Spatial localization data
• • •
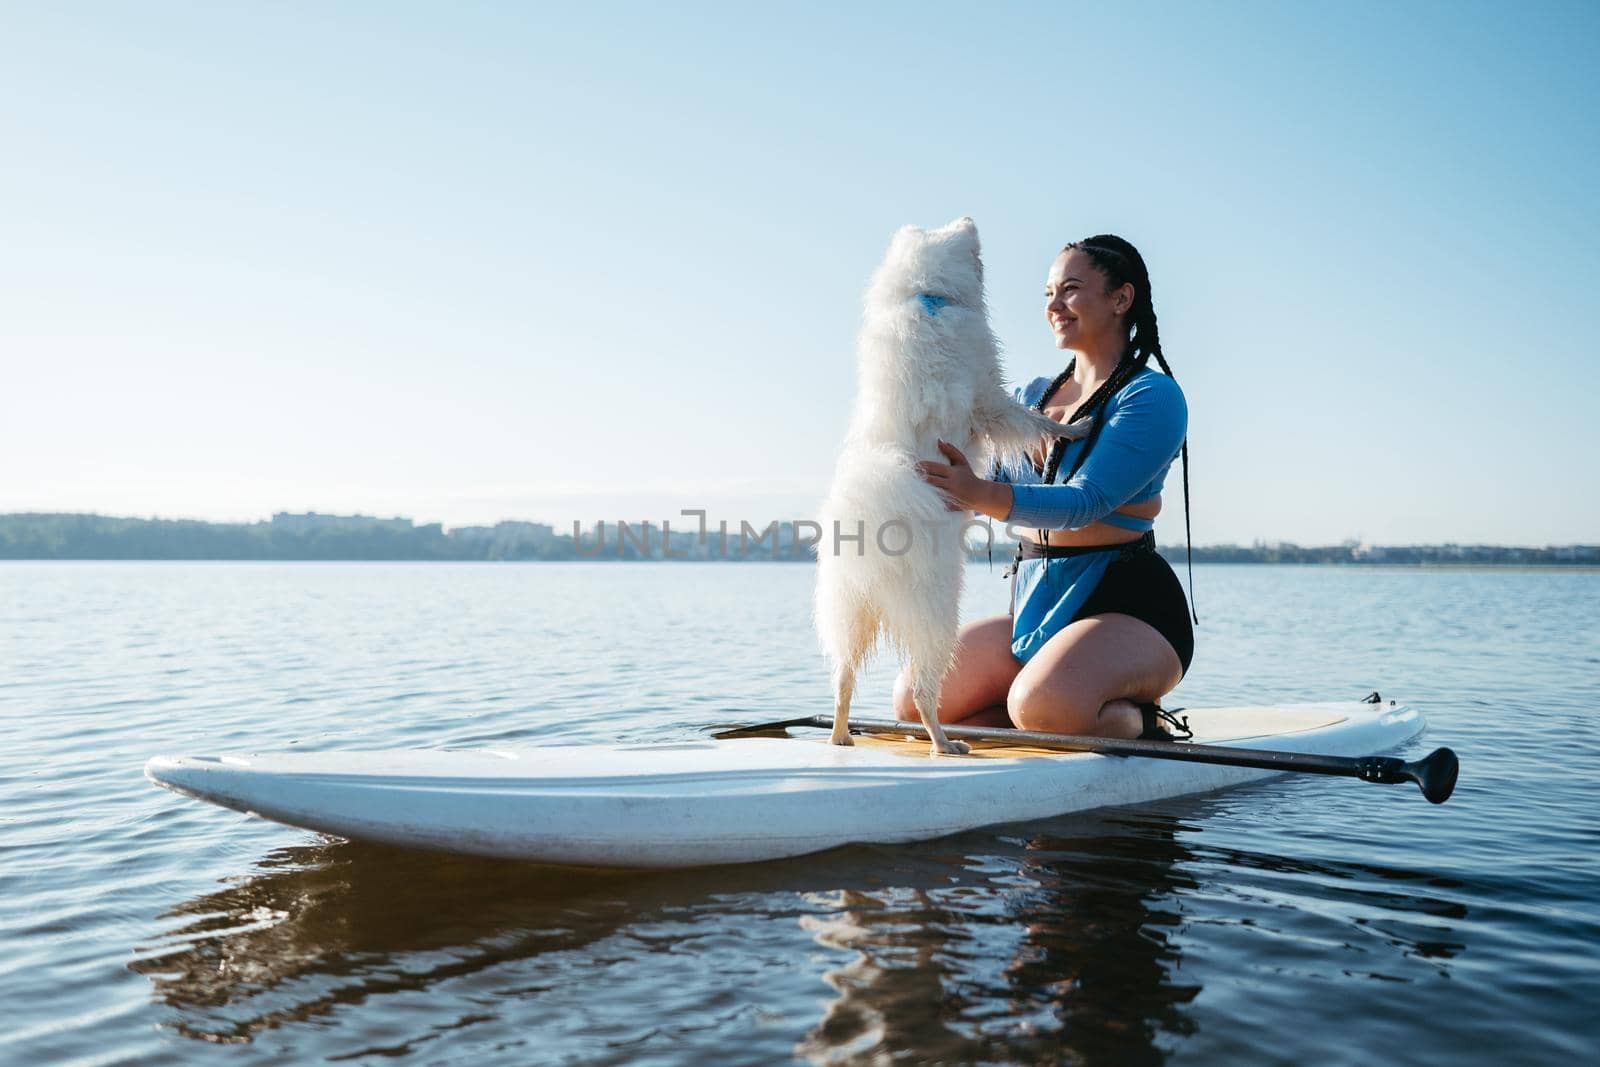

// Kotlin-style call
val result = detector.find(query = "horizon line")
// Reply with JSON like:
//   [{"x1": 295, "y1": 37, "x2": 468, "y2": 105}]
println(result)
[{"x1": 1, "y1": 510, "x2": 1595, "y2": 551}]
• • •
Set down all entries above again, exactly, without images.

// Kotlin-style call
val result = detector.find(query = "horizon line")
// Reply with JSON like:
//   [{"x1": 295, "y1": 37, "x2": 468, "y2": 105}]
println(result)
[{"x1": 1, "y1": 510, "x2": 1595, "y2": 551}]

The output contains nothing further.